[Point localization data]
--------
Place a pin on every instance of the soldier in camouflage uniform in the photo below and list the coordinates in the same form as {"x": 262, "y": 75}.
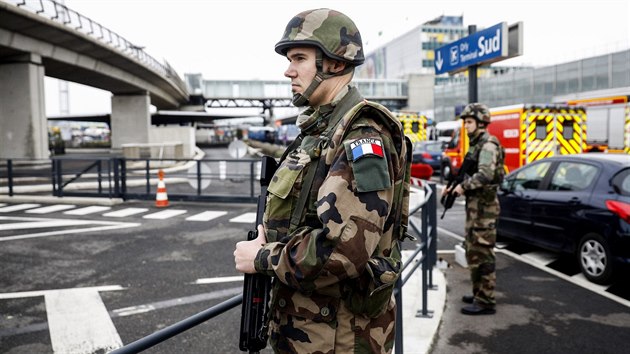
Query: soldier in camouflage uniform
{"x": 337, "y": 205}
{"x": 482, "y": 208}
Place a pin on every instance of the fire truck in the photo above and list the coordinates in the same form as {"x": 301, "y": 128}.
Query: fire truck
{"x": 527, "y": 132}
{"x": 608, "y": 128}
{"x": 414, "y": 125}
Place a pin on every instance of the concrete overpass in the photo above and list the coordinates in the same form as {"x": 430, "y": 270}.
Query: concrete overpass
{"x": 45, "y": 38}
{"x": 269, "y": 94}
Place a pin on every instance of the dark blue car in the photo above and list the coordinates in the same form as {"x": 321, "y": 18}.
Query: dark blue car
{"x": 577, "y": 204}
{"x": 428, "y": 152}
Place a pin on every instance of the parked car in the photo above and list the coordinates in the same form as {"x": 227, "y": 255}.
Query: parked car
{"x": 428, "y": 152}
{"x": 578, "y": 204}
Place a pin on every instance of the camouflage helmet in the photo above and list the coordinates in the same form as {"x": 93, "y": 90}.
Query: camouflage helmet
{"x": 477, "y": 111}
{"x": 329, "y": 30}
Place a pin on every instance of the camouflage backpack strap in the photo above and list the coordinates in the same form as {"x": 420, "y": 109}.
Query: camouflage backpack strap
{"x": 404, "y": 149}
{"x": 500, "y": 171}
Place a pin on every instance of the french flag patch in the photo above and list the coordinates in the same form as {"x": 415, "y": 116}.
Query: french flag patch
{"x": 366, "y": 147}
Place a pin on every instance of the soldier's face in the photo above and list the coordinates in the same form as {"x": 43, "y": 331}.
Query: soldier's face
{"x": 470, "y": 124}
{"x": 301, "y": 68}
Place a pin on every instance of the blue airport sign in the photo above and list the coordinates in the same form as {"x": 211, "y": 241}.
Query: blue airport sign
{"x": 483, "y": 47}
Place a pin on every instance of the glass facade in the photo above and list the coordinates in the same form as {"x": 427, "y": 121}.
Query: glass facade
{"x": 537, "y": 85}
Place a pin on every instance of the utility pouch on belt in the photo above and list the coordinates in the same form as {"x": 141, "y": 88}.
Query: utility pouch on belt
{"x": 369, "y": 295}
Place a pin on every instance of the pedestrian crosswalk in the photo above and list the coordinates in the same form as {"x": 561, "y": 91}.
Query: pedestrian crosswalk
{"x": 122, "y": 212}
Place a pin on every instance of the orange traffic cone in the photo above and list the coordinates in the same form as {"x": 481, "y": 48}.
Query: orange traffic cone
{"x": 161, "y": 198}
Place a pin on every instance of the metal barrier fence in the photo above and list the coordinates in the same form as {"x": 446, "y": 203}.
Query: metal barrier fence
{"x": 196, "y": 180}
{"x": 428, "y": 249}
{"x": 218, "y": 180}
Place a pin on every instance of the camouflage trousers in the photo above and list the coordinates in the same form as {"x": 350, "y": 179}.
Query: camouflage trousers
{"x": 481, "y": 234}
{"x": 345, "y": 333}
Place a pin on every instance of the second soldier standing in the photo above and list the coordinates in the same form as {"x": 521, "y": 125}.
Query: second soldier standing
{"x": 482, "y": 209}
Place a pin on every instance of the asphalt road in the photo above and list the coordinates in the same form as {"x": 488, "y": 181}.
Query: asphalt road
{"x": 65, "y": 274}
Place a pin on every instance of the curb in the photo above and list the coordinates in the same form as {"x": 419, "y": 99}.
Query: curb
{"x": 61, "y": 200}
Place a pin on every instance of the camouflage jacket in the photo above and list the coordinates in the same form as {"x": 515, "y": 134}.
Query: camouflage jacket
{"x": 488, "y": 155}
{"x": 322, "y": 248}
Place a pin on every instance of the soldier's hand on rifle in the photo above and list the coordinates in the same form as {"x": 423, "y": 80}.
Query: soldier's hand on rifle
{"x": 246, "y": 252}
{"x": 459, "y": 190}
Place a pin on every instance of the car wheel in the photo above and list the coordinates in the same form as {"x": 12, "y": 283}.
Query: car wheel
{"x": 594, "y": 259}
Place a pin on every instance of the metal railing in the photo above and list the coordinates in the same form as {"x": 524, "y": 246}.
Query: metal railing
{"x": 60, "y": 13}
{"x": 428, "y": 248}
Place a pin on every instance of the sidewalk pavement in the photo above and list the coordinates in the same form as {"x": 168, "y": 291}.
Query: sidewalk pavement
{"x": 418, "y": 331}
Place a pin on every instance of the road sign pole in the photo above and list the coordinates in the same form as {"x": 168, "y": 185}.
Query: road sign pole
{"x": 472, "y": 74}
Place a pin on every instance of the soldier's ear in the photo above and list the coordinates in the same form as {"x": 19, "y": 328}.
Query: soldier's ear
--------
### About this exercise
Retype the portion of the data above that starts on the line with "Query: sidewalk pavement" and finishes on the line with "Place a pin on every instance of the soldier's ear", including both of those lines.

### Task result
Query: sidewalk pavement
{"x": 418, "y": 331}
Place a pin on every instance of the road sign pole in the photo above and list the coordinates in the same form as {"x": 168, "y": 185}.
Query: road sign pole
{"x": 472, "y": 74}
Place a pin on every instance of the soldier's ear in the photo above and list the coordinates in the same form as {"x": 19, "y": 328}.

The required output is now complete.